» **EXERCISE AIM**: Extract the line that contains "person in dark" and every line after it to the end of the records below, exactly as written and nothing else.

» **MATERIAL PROVIDED**:
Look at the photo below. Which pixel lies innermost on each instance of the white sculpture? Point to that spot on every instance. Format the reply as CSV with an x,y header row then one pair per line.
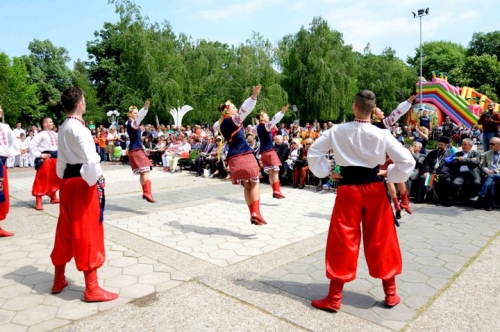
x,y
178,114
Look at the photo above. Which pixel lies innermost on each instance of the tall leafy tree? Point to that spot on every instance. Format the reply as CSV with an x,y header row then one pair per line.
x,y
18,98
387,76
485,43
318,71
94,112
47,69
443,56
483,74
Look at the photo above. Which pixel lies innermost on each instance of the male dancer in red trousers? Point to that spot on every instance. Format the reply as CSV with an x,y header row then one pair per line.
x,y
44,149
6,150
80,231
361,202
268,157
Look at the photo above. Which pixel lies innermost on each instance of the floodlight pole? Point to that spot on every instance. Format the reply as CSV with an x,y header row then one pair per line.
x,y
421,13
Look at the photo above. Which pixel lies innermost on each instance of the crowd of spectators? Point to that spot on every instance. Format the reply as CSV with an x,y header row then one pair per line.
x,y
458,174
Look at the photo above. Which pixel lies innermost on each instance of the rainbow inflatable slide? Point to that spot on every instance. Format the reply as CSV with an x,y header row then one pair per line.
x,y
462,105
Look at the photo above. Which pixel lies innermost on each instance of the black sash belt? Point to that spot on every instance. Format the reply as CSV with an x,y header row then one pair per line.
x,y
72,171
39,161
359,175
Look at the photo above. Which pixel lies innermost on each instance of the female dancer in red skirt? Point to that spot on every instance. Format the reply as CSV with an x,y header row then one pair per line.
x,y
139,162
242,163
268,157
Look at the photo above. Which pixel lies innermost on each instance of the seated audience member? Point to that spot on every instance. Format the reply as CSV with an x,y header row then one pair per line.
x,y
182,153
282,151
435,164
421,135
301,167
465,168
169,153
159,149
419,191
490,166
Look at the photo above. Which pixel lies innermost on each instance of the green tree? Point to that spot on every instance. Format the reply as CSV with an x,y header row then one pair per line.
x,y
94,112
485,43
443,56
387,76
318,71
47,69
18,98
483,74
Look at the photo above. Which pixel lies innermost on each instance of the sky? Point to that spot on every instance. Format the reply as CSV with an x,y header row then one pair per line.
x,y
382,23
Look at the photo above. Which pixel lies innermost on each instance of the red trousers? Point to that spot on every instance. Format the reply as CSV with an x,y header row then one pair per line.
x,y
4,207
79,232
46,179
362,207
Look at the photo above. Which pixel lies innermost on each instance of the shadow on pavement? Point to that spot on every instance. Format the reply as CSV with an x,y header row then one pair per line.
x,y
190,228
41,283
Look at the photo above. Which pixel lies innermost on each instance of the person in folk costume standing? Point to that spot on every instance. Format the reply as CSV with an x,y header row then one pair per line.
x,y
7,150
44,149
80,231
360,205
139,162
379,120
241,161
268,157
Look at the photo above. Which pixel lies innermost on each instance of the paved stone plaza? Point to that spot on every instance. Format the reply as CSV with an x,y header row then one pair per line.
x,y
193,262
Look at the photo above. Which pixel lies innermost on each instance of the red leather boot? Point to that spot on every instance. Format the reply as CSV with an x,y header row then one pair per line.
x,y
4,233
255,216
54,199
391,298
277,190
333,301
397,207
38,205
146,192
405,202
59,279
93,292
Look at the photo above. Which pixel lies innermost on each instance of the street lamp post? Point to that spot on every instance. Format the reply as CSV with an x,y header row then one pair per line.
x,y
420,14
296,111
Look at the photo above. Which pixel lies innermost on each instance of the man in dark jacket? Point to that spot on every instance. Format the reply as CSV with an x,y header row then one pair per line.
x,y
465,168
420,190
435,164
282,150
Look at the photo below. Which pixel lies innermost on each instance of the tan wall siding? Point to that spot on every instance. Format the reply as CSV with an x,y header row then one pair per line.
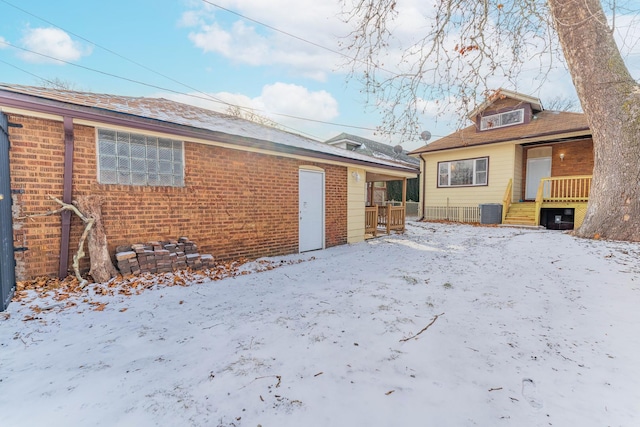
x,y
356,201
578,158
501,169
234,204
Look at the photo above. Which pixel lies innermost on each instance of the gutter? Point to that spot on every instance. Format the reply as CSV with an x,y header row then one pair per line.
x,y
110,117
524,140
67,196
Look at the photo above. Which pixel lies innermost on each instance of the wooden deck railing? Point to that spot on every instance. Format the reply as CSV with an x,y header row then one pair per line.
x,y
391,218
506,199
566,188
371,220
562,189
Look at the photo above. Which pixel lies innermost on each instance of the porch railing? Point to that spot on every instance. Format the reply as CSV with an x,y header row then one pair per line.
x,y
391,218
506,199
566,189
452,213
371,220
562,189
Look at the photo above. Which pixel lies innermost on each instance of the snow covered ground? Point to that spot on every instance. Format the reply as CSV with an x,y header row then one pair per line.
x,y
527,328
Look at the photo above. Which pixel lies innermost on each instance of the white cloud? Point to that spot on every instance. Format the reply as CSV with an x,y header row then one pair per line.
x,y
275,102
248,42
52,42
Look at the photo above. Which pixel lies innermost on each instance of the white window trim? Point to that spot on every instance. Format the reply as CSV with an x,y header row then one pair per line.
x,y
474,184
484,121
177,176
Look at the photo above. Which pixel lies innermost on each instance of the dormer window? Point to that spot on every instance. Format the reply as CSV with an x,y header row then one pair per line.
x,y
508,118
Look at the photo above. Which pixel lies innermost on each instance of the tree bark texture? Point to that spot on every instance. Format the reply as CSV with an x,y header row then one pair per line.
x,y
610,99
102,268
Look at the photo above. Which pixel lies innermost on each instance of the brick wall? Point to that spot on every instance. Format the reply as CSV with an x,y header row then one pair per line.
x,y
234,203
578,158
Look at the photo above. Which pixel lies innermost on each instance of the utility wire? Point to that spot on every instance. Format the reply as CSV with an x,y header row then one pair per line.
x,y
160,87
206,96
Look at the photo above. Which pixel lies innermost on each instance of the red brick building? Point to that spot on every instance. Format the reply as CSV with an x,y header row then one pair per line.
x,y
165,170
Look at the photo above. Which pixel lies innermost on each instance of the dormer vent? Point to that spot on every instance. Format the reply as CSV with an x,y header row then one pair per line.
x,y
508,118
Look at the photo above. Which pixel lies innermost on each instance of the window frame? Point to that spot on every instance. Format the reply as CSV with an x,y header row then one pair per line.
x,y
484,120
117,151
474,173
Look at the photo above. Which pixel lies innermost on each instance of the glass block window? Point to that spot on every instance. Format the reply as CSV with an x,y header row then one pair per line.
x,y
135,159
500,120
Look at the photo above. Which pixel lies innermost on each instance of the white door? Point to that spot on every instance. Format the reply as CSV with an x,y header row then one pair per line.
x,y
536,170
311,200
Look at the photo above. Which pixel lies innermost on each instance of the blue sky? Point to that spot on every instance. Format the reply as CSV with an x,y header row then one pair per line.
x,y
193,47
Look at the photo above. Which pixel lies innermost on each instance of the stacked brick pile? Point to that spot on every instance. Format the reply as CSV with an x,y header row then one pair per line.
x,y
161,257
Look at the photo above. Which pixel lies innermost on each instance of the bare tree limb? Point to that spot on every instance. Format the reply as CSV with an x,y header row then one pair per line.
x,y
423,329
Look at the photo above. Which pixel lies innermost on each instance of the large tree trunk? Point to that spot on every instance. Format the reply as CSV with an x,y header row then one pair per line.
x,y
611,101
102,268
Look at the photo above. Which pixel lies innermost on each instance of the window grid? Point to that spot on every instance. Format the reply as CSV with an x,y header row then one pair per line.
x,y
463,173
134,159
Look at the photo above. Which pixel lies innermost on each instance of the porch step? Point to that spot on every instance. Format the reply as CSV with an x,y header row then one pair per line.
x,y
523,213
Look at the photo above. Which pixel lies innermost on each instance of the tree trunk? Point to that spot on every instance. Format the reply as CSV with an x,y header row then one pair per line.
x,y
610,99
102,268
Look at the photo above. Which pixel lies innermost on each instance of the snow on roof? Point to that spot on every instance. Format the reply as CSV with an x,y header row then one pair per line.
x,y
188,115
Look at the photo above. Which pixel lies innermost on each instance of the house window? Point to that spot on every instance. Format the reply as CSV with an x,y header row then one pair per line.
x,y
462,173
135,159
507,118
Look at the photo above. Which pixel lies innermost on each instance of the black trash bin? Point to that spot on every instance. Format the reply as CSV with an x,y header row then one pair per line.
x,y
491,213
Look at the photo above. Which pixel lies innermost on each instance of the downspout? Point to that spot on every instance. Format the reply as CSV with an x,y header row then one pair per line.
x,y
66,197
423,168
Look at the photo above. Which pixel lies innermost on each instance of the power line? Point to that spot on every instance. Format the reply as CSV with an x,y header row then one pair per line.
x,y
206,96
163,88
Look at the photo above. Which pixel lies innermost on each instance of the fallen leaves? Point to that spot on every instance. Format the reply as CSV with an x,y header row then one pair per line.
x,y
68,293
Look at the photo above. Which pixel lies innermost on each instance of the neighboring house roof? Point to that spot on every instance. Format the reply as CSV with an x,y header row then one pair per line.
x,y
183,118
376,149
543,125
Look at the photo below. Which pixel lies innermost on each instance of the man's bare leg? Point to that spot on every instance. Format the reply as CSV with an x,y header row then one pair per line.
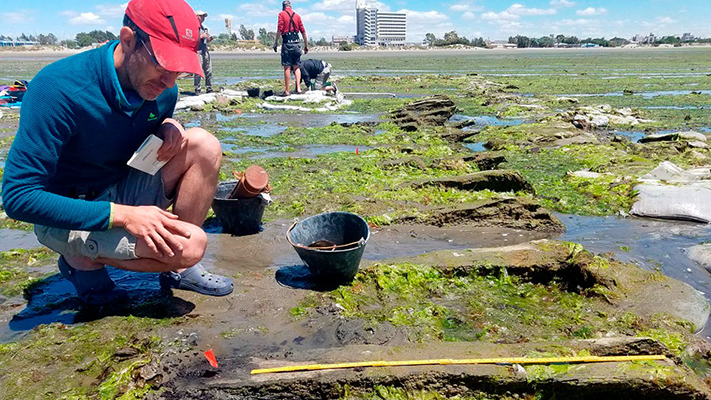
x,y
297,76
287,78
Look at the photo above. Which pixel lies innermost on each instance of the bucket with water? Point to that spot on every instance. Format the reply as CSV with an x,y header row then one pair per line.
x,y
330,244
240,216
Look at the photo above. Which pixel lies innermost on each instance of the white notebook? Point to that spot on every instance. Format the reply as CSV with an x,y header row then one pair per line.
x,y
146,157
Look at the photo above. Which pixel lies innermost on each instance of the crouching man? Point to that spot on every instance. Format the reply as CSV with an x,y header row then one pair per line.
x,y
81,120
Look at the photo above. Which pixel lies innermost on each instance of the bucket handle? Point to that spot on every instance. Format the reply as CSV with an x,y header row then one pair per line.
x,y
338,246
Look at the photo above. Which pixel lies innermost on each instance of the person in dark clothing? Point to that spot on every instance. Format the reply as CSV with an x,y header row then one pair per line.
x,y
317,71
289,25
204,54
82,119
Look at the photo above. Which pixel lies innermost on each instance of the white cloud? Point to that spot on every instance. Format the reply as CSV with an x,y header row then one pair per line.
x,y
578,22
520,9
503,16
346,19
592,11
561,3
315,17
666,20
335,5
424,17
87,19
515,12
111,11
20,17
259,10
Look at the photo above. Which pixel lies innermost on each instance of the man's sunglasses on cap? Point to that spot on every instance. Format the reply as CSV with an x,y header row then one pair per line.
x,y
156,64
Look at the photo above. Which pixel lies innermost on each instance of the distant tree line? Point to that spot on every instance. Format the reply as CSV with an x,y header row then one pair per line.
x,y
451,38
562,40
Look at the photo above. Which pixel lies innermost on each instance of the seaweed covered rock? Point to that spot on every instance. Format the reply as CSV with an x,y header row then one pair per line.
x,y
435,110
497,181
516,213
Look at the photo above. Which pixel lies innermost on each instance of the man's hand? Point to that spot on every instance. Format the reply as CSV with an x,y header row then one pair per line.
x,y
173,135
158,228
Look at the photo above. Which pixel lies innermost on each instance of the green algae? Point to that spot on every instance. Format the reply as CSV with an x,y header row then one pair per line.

» **REPLY**:
Look at the photo above. Which pixel lies innermost on each instance of the person in dark clothing? Point to that spot on every instance. Format the reply as CSV with an x,y header row then one pair per line.
x,y
317,71
289,25
204,54
82,119
Look at the photo above. Which pixel lies innermost on each instance of the white cloud? Point to that spot on every instance. Format the reply as CSV with an x,y header row then one pair per line.
x,y
578,22
520,9
503,16
346,19
592,11
561,3
315,17
666,20
335,5
424,17
87,19
515,12
111,11
20,17
259,10
Look at the photo above. Which pixel lies innermost on each instance of the man's sunglasses on cap? Point to that spot on every instance. Format the reply as CSV with an x,y header row then one pair per line.
x,y
156,64
Look at the photo above. Which pixel lies innermost on each instance of the distant tree line? Point to that spot on every instance. Format the reply as CSV with an x,y header row then one pair per line.
x,y
451,38
562,40
Look at the photo above. Which pixel lies innermost on each instance of the seaweed covered rock? Point to that spot on every instance. Format the reply as CSV with an x,y header row then one pair per line.
x,y
435,110
497,181
516,213
Look at the photo above. Which pixel lies innermost on each instance of the man's hand? Point to that spot on every instance. Format the reply as CSV with an x,y header row then one pair per line.
x,y
173,135
158,228
Look at the photo above. Which pixel lies innermost on each instance of the green algae? Point to that spot on every instance. Format the reply as CSV with an x,y header row then one pair per line.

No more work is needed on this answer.